When enslaved people in Texas learned of their freedom on June 19, 1865, the Emancipation Proclamation had already been signed more than two years earlier. Freedom had been declared and the law had changed, yet the reality had not. The delay between what was promised and what was experienced became part of the story of Juneteenth itself. That history is one reason I have always found firsts to be so complicated.

Even in this decade, you can still be the first. That fact should probably surprise us more than it does. After decades of speeches about diversity, all the strategic plans about inclusion, all the public commitments to equity, and all the celebrations of representation, there are still many, many rooms where someone is walking in as the first.

The first woman to lead the company, the first Black partner in the firm, the first Latino superintendent in the district, the first Indigenous scientist in the laboratory, the first Asian American judge in the courthouse, or the first person of color in the executive office all represent breakthroughs that continue to occur in the twenty-first century.

The existence of those firsts tells us something important about progress, but it also tells us something important about delay. Juneteenth reminds us that delayed recognition is not a new phenomenon in American life. Freedom had already been declared. The question was whether institutions and individuals would recognize it.

What the First Reveals

To be first is an honor, but it is also a burden. It is not simply a line in a biography, a sentence in a press release, or a historical footnote attached to a title. Being first means carrying your own hopes while also carrying the hopes of people who have been waiting to see someone like themselves occupy a particular role. You earned the opportunity through preparation, experience, excellence, and sacrifice. You built a record and did the work necessary to get there. Yet once you arrive, you quickly realize that you are not only evaluated as an individual. You are often interpreted as a symbol, whether you asked for that role or not.

# JOB A
Return each line of the listing below that contains the string "tags".

# EXTRACTED RECORDS
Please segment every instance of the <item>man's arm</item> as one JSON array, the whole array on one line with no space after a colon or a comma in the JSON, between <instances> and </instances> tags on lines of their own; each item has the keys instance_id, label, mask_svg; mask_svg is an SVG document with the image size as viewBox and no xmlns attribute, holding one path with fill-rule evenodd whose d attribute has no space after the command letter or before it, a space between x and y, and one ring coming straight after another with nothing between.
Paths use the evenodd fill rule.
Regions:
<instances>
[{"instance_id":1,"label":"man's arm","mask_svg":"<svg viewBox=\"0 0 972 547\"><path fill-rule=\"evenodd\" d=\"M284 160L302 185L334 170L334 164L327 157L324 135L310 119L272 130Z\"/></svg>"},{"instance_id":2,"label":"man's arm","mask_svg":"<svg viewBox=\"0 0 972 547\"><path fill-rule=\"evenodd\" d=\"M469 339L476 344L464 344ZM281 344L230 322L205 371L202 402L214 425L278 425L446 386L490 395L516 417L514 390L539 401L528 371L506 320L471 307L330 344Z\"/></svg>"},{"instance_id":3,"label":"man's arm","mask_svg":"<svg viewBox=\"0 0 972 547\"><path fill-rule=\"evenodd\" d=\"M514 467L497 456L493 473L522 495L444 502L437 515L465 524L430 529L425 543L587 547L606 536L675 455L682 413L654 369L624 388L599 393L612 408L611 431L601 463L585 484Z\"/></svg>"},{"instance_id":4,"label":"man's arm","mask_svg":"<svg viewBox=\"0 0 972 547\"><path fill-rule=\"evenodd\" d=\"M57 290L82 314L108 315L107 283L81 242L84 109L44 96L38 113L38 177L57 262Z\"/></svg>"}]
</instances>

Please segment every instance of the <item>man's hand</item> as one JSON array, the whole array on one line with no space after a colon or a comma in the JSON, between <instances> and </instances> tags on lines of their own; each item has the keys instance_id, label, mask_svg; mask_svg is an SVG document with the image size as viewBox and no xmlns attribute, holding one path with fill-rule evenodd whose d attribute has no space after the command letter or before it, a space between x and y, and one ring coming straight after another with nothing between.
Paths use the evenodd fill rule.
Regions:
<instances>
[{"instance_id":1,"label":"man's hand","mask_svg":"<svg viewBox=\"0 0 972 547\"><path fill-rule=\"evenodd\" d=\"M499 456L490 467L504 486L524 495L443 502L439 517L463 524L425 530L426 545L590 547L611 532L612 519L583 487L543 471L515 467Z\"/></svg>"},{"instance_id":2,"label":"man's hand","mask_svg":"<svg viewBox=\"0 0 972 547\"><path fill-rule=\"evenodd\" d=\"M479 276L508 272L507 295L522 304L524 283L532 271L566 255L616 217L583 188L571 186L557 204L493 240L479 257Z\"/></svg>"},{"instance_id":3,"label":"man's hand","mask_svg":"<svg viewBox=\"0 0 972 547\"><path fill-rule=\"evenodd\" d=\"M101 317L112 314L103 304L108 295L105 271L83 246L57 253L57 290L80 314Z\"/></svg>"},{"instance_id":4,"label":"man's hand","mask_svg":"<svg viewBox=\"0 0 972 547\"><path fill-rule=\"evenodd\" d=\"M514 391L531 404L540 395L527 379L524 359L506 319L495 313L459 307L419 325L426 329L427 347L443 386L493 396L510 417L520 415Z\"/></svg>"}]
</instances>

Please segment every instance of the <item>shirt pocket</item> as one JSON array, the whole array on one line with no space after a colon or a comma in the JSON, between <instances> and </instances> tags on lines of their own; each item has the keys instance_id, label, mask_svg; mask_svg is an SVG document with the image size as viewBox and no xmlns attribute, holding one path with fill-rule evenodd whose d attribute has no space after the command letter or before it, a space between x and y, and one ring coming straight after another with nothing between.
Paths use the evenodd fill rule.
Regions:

# JOB B
Copy the part of the passage on Juneteenth and being first from "What the First" to "role or not.", word for word.

# EXPECTED OUTPUT A
Please segment every instance of the <item>man's arm</item> as one JSON array, the whole array on one line with no space after a colon or a comma in the JSON, between <instances> and </instances> tags on lines of their own; each item has the keys instance_id, label, mask_svg; mask_svg is an SVG document with the image size as viewBox and no xmlns attribute, holding one path with fill-rule evenodd whose d attribute has no space after the command letter or before it, a space between x and y, and one ring coming straight after another with nothing between.
Please segment every instance of the <item>man's hand</item> as one JSON array, the whole array on one line with no space after a colon or a comma in the JSON, between <instances> and </instances> tags on lines of their own; each item has the keys instance_id, label, mask_svg; mask_svg is an SVG document with the image size as viewBox and no xmlns attribute, holding one path with fill-rule evenodd whose d attribute has no space after the command letter or before it, a space between x and y, and one ring coming straight after another with nothing between.
Please segment every instance of the <item>shirt pocket</item> as one JSON array, the whole array on one line with no space after a colon or a comma in the JSON, between <instances> and </instances> tags on lines of their own; each item has the keys instance_id, label, mask_svg; mask_svg is an SVG document with the image size as viewBox and no xmlns attribute, holding one path with fill-rule evenodd whose d attribute has no space after the command letter or before it, a space between x and y, and one ring coming straight after another with nothing between.

# EXPECTED OUTPUT B
What the First Reveals

To be first is an honor, but it is also a burden. It is not simply a line in a biography, a sentence in a press release, or a historical footnote attached to a title. Being first means carrying your own hopes while also carrying the hopes of people who have been waiting to see someone like themselves occupy a particular role. You earned the opportunity through preparation, experience, excellence, and sacrifice. You built a record and did the work necessary to get there. Yet once you arrive, you quickly realize that you are not only evaluated as an individual. You are often interpreted as a symbol, whether you asked for that role or not.